MATERIAL FOR THE TASK -

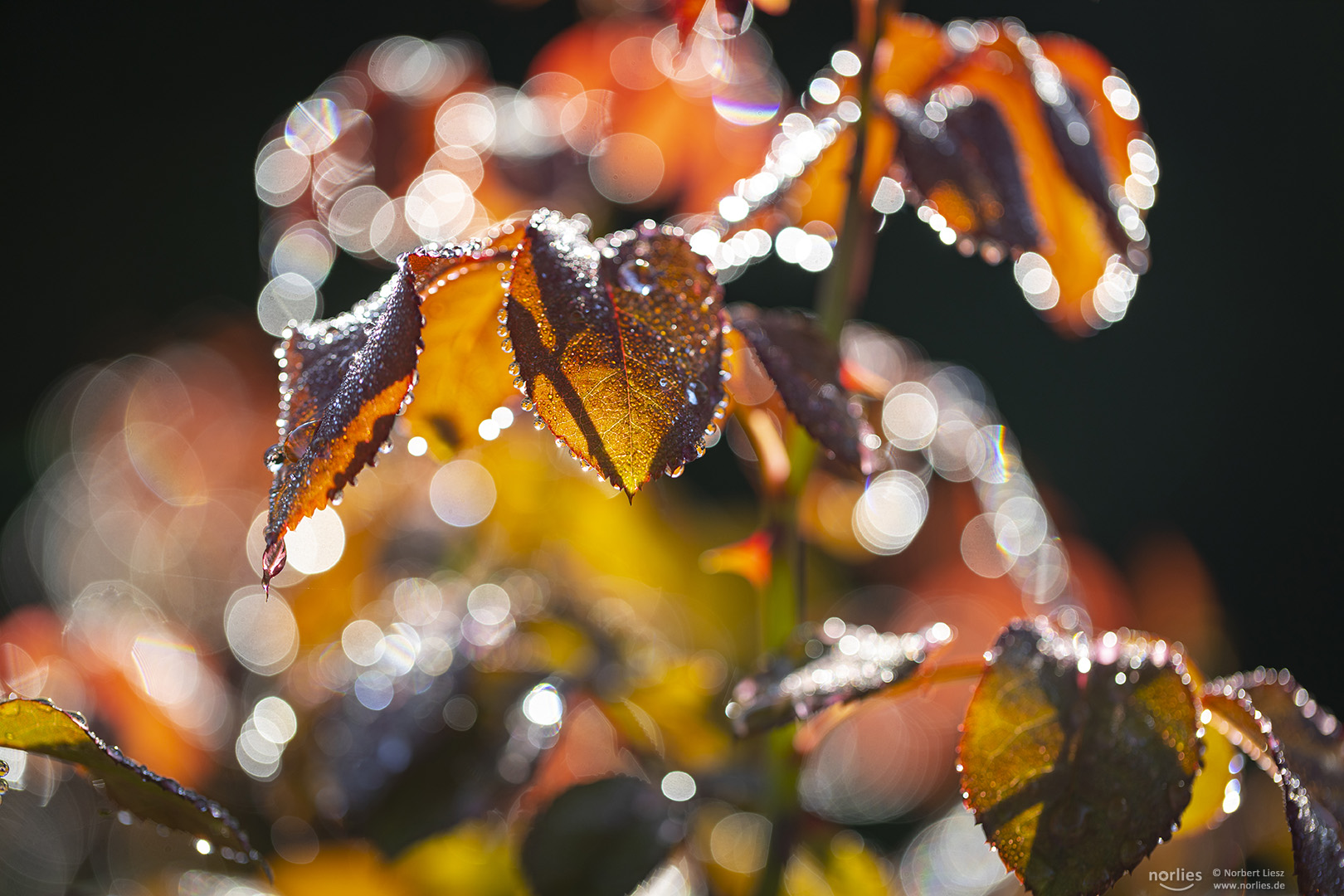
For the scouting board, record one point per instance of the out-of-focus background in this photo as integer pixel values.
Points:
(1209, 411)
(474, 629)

* * *

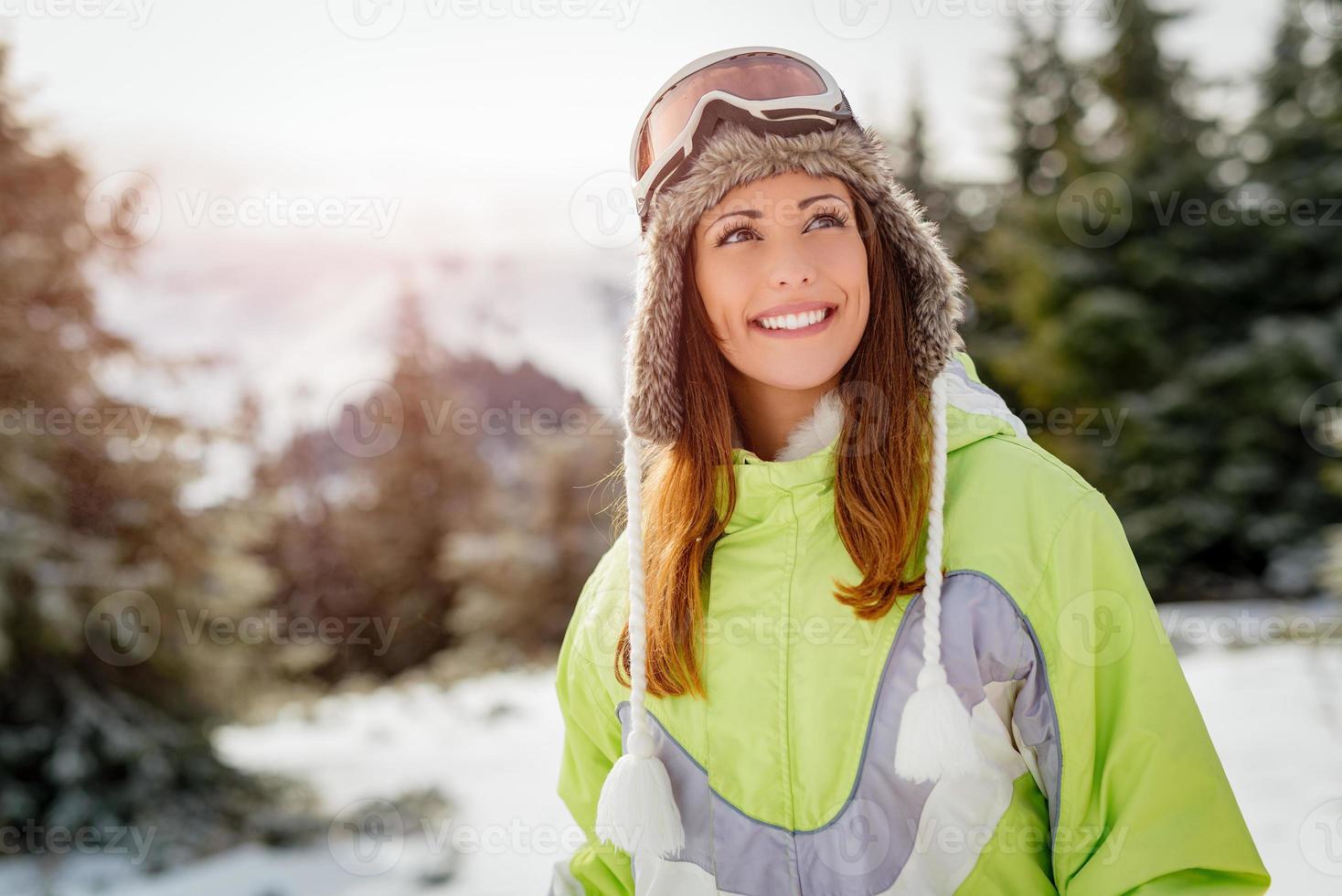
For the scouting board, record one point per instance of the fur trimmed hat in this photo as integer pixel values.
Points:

DIRECTION - Pull out each line of the data above that contains the string "instance", treating uppercase and lowercase as different.

SOLUTION TO THE PROBLEM -
For the scouting board, record one point per instance of the out-of-focus background in this photo as integer pixel values.
For the scouting board, record one point per instance of the fur trimmed hat in this photo as integer pixel values.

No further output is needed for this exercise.